(TASK SET):
1) Output the passage on the fairness simulations word for word, from "Our theoretical results" up to and including "scores z ∼ Dg.".
2) Pick up the passage on the fairness simulations after its final sentence and continue it.

(SELECTION):
+ + + +
Our theoretical results are intentionally stylized, so we complement them with simulations designed to (i) reproduce the “fairness reversal” phenomenon under selective repairs, (ii) verify that inclusive repairs computed for equilibrium parity behave stably, and (iii) map how sensitive post-adaptation disparities are to manipulation-ability and information gaps. Throughout, we treat the experiments as mechanism checks: the goal is not to fit a particular application, but to show that the comparative statics implied by Lemma 1 and the propositions manifest transparently in finite-sample environments with estimation noise and discretization.
We simulate two groups g ∈ {A, B} with
base scores z ∼ Dg.
Unless otherwise stated, we take Dg to be
Gaussian with potentially different means and variances (e.g., z ∣ A ∼ 𝒩(μA, σA2),
z ∣ B ∼ 𝒩(μB, σB2))
and truncate to a plausible score range to mimic operational scorecards.
For costs we use a parsimonious class consistent with our budget
parameterization, such as
$$
c_g(\Delta)=\left(\frac{\Delta}{b_g}\right)^\kappa,\qquad \kappa\ge 1,
$$
so that cg(bg) = 1
and bg
directly indexes the maximal “worthwhile” manipulation distance. When
κ = 1, costs are linear and
the best response is exactly the threshold-crossing behavior described
earlier; for κ > 1, the
same qualitative structure holds (manipulate only if close enough), but
the boundary is slightly softened. We implement the exact Lemma 1
behavior in the baseline and use κ > 1 as a robustness check.
Information is captured by λg:
independently for each agent, with probability λg the agent
best-responds to the deployed rule, otherwise the agent reports ẑ = z. Given thresholds
t = (tA, tB),
we compute equilibrium acceptance in two ways: (a) directly by
simulation (drawing many agents and applying the behavioral rule), and
(b) via the closed form
pg(t) = (1 − λg)Sg(tg) + λgSg(tg − bg).
As a sanity check, these coincide up to Monte Carlo error, and the
discrepancy shrinks at the usual $1/\sqrt{n}$ rate. This validation is useful
because it makes clear that the reversals we highlight are not numerical
artifacts but mechanical consequences of mass near the cutoff combined
with heterogeneous bg and λg.
To isolate the mechanism in Proposition 2, we impose a selective
repair: fix a baseline threshold t and set tB = t
while raising tA > t
to equalize pre-adaptation acceptance, i.e.,
SA(tA) = SB(t),
so that Δpre(tA, t) = 0
under truthful reporting. Intuitively, this enforces parity by “holding
back” group A at the
boundary.
We then deploy the rule and allow manipulation. When bA > bB
and/or λA > λB,
the post-adaptation acceptance in group A depends not only on SA(tA)
but on the additional mass in [tA − bA, tA)
that can profitably cross. The simulations reproduce exactly this logic:
even when Δpre = 0
by construction, the equilibrium gap
Δeq(tA, t) = |pA(tA) − pB(t)|
becomes strictly positive and can be large when there is substantial
density near tA. In a
representative calibration with moderate density around the cutoff, we
observe a sharp increase from essentially zero pre-gap to a visibly
nontrivial equilibrium disparity driven by the term λA(SA(tA − bA) − SA(tA)),
which has no analogue in the pre-adaptation constraint.
+ + + +
(DATA):
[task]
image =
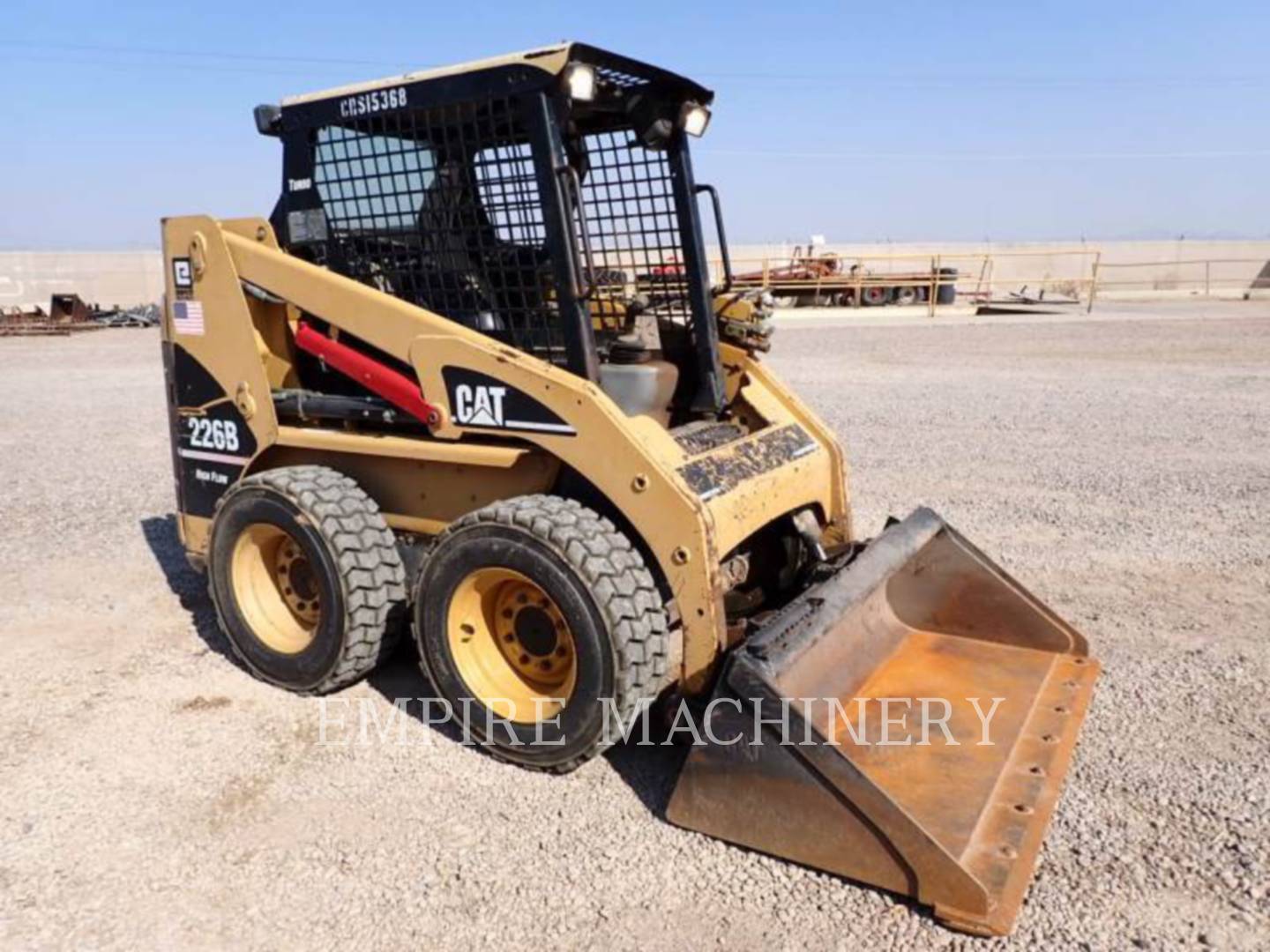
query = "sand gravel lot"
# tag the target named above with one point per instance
+ + + +
(REPLIES):
1)
Our theoretical results are intentionally stylized, so we complement them with simulations designed to (i) reproduce the “fairness reversal” phenomenon under selective repairs, (ii) verify that inclusive repairs computed for equilibrium parity behave stably, and (iii) map how sensitive post-adaptation disparities are to manipulation-ability and information gaps. Throughout, we treat the experiments as mechanism checks: the goal is not to fit a particular application, but to show that the comparative statics implied by Lemma 1 and the propositions manifest transparently in finite-sample environments with estimation noise and discretization.
We simulate two groups g ∈ {A, B} with
base scores z ∼ Dg.

2)
Two comparative patterns are especially robust across distributions. First, holding t fixed, increasing the selectivity intensity tA − t has an ambiguous effect, consistent with our discussion: initially the gap can worsen as more A agents are placed just below a higher bar (creating a larger manipulable band), while very large increases eventually reduce acceptance once the local density thins. Second, the effect is highly localized: when we shift the cutoff to a region where fA(⋅) is small, the reversal attenuates, whereas placing the cutoff near a dense region (a “bunching” point in a discretized score) amplifies the reversal.
Next we implement inclusive repair computation as an operational
procedure: fix an anchor tA = t
and choose tB ≤ t
to solve the equilibrium parity equation
pB(tB) = pA(t).
In the oracle case (known Fg), bisection
on ϕ(tB; t) = pB(tB) − pA(t)
converges rapidly and yields a unique tB(t)
whenever FB is continuous
and strictly increasing. In the data-driven case, we replace Sg by empirical
Ŝg and
solve p̂B(tB) = p̂A(t)
on a grid of permissible thresholds.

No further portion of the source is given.